▶ _Task to carry out_
Beneath this task are records; print exactly the stretch of them from the line with "of the beige" through the line with "of the orange", both ends included.

::: Information shown :::

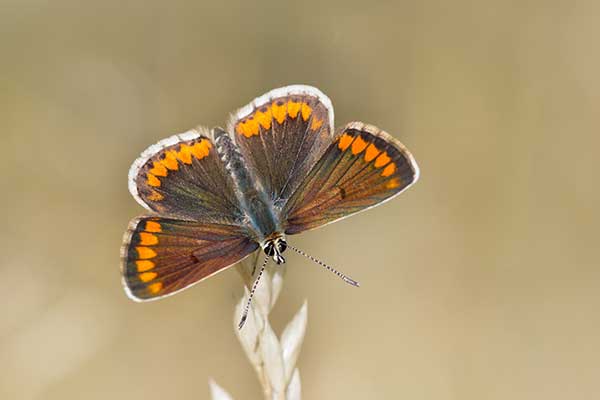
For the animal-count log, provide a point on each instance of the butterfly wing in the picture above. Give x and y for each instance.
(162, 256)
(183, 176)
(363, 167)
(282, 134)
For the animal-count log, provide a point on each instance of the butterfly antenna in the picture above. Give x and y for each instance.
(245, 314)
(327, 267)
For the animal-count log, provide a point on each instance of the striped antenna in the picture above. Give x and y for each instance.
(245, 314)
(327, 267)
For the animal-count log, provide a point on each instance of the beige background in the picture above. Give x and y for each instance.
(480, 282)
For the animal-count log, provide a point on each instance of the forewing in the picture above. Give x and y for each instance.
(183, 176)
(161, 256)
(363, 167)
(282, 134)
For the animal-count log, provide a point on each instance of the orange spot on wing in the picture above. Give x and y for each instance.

:::
::: Information shown :::

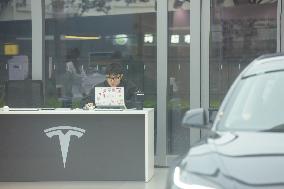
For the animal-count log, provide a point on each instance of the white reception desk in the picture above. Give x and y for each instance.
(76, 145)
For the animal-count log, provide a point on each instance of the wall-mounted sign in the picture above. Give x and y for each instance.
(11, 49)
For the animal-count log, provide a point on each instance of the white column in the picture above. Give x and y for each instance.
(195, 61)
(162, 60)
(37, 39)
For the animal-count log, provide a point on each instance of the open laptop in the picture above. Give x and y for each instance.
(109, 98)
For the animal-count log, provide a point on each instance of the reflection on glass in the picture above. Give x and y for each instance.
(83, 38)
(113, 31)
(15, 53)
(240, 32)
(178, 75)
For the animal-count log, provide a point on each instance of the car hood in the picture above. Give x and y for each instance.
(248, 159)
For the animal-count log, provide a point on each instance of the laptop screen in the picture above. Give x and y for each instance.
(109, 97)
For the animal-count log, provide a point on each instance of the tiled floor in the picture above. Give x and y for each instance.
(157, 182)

:::

▶ _Output for this task_
For the animal-count log, provide a point on each instance of the beige background in the picture above. Give x and y for each instance.
(480, 282)
For the animal-count log, provide a point on each instance of the forewing in the picture above. Give x and y for each instance.
(183, 176)
(161, 256)
(363, 167)
(282, 134)
For the animal-count log, provide a point on each instance of the orange spot on wing in the picture above. Give x and y for each instance.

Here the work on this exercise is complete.